» Excerpt provided
——————————
Materials and Methods

Materials

Cold-pressed raw hemp seed oil (HSO) was happily provided by Midwest Hemp Technology from Kansas-grown hemp grains, extracted through CO2 processing. For the synthesis of the HSO-polyol, tetrafluoroboric acid (HBF4), Lewitt MP64, sodium sulfate, Amberlite IR 120 H, sodium chloride, methanol, hydrogen peroxide, acetic acid, and toluene were bought from Fisher Scientific, USA. Dibutyltin dilaurate (DBTDL) and 1,4-diazabicyclo [2.2.2] octane (DABCO) catalysts were acquired from Air Products (Allentown, PA, USA) for rigid foam preparation. Tegostab B-8404 (silicon surfactant) was obtained from Evonik (Parsippany, NJ, USA). Jeffol SG-522 and Rubinate M isocyanate were procured from Huntsman, Woodlands, USA. Dimethyl methyl phosphate (DMMP), triethyl phosphate (TEP), and expandable graphite (EG) as flame retardants were supplied by Sigma-Aldrich, USA. Deionized water used as blowing agents was obtained from Pittsburg Neighborhood Walmart.

Synthesis of Epoxidized Hempseed Oil (EHSO)

In this reaction, cold-pressed filtered HSO, toluene, and Amberlite resin were mechanically stirred in a 1000 ml three-necked round-bottom flask attached with a thermometer and a reflux condenser placed in a water bath following previously adopted routes [32]. The flasks were filled with a stoichiometric amount of HSO oil and Amberlite IR 120 H catalyst (15% by weight of oil), and the bath temperature was then adjusted to 65 °C. Then, acetic acid and hydrogen peroxide (0.5:1.5 molar ratio to double bond) were added. After continuously stirring for 30 min, the temperature increased to 70 °C and stirred again for 7 h. Following a room-temperature cooling of the mixture, the resin was filtered. After that, the oil was washed with 10% brine solution and distilled under a reduced pressure rotary to remove excess toluene to get the epoxidized hemp seed oil (EHSO).
——————————
» Given data
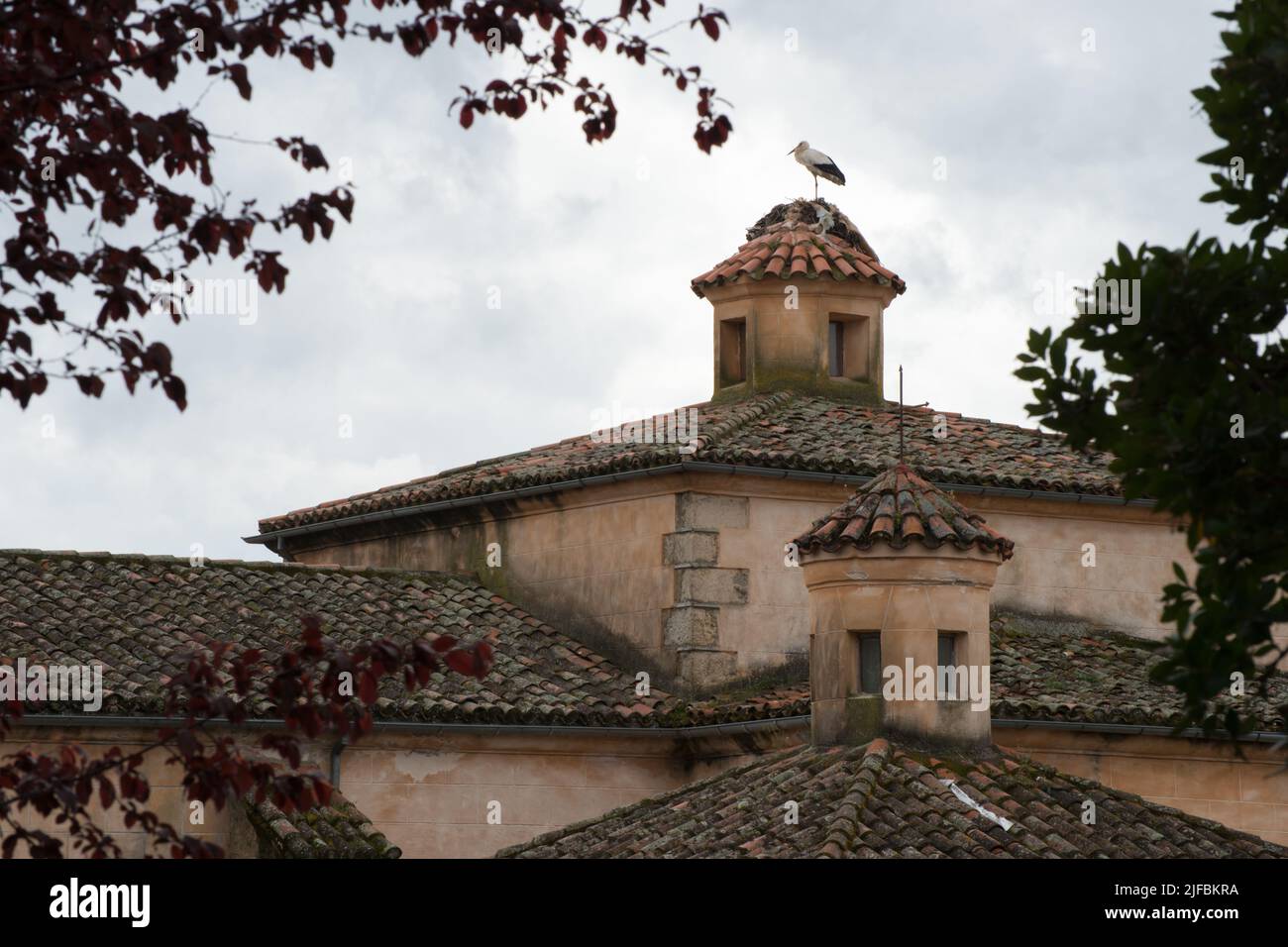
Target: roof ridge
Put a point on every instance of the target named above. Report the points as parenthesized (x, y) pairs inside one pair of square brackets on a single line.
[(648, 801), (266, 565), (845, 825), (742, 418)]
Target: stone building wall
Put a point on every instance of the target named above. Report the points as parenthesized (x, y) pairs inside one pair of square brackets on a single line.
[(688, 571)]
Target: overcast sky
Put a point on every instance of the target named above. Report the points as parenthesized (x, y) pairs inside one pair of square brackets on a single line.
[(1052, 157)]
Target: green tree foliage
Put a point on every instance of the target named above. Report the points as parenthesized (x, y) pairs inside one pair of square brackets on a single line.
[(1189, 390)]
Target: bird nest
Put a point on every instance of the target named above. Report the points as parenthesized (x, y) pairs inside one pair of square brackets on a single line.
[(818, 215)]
——————————
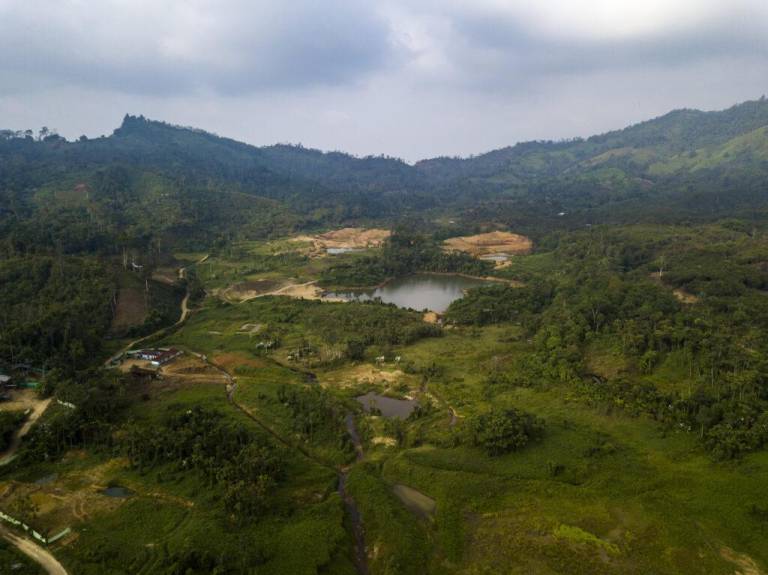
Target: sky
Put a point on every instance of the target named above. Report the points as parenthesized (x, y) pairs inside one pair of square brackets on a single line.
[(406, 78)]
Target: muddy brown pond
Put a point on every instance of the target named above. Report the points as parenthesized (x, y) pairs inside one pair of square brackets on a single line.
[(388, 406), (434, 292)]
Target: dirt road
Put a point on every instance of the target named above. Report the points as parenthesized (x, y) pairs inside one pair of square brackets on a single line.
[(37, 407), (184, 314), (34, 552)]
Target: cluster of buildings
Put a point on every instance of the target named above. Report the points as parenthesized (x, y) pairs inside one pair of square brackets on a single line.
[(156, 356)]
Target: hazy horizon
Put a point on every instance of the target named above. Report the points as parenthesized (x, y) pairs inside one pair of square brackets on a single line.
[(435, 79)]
——————————
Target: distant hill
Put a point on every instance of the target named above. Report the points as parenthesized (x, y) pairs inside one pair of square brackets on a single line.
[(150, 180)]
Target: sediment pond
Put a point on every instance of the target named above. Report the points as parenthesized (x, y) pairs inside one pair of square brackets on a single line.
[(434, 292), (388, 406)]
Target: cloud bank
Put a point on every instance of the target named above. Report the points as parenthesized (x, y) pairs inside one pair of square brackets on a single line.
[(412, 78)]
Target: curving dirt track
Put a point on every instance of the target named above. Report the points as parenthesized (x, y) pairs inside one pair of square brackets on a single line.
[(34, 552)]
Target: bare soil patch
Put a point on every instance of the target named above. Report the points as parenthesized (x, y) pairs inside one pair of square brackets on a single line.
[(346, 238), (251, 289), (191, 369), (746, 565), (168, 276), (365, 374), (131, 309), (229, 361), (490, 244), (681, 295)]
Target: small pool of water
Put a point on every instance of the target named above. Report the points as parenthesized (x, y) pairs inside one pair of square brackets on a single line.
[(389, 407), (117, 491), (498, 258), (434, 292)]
——————————
» What to work on
Reproduce the entire materials and methods passage above, word for word.

» Solution to this exercise
Materials and Methods

Materials

Cold-pressed raw hemp seed oil (HSO) was happily provided by Midwest Hemp Technology from Kansas-grown hemp grains, extracted through CO2 processing. For the synthesis of the HSO-polyol, tetrafluoroboric acid (HBF4), Lewitt MP64, sodium sulfate, Amberlite IR 120 H, sodium chloride, methanol, hydrogen peroxide, acetic acid, and toluene were bought from Fisher Scientific, USA. Dibutyltin dilaurate (DBTDL) and 1,4-diazabicyclo [2.2.2] octane (DABCO) catalysts were acquired from Air Products (Allentown, PA, USA) for rigid foam preparation. Tegostab B-8404 (silicon surfactant) was obtained from Evonik (Parsippany, NJ, USA). Jeffol SG-522 and Rubinate M isocyanate were procured from Huntsman, Woodlands, USA. Dimethyl methyl phosphate (DMMP), triethyl phosphate (TEP), and expandable graphite (EG) as flame retardants were supplied by Sigma-Aldrich, USA. Deionized water used as blowing agents was obtained from Pittsburg Neighborhood Walmart.

Synthesis of Epoxidized Hempseed Oil (EHSO)

In this reaction, cold-pressed filtered HSO, toluene, and Amberlite resin were mechanically stirred in a 1000 ml three-necked round-bottom flask attached with a thermometer and a reflux condenser placed in a water bath following previously adopted routes [32]. The flasks were filled with a stoichiometric amount of HSO oil and Amberlite IR 120 H catalyst (15% by weight of oil), and the bath temperature was then adjusted to 65 °C. Then, acetic acid and hydrogen peroxide (0.5:1.5 molar ratio to double bond) were added. After continuously stirring for 30 min, the temperature increased to 70 °C and stirred again for 7 h. Following a room-temperature cooling of the mixture, the resin was filtered. After that, the oil was washed with 10% brine solution and distilled under a reduced pressure rotary to remove excess toluene to get the epoxidized hemp seed oil (EHSO).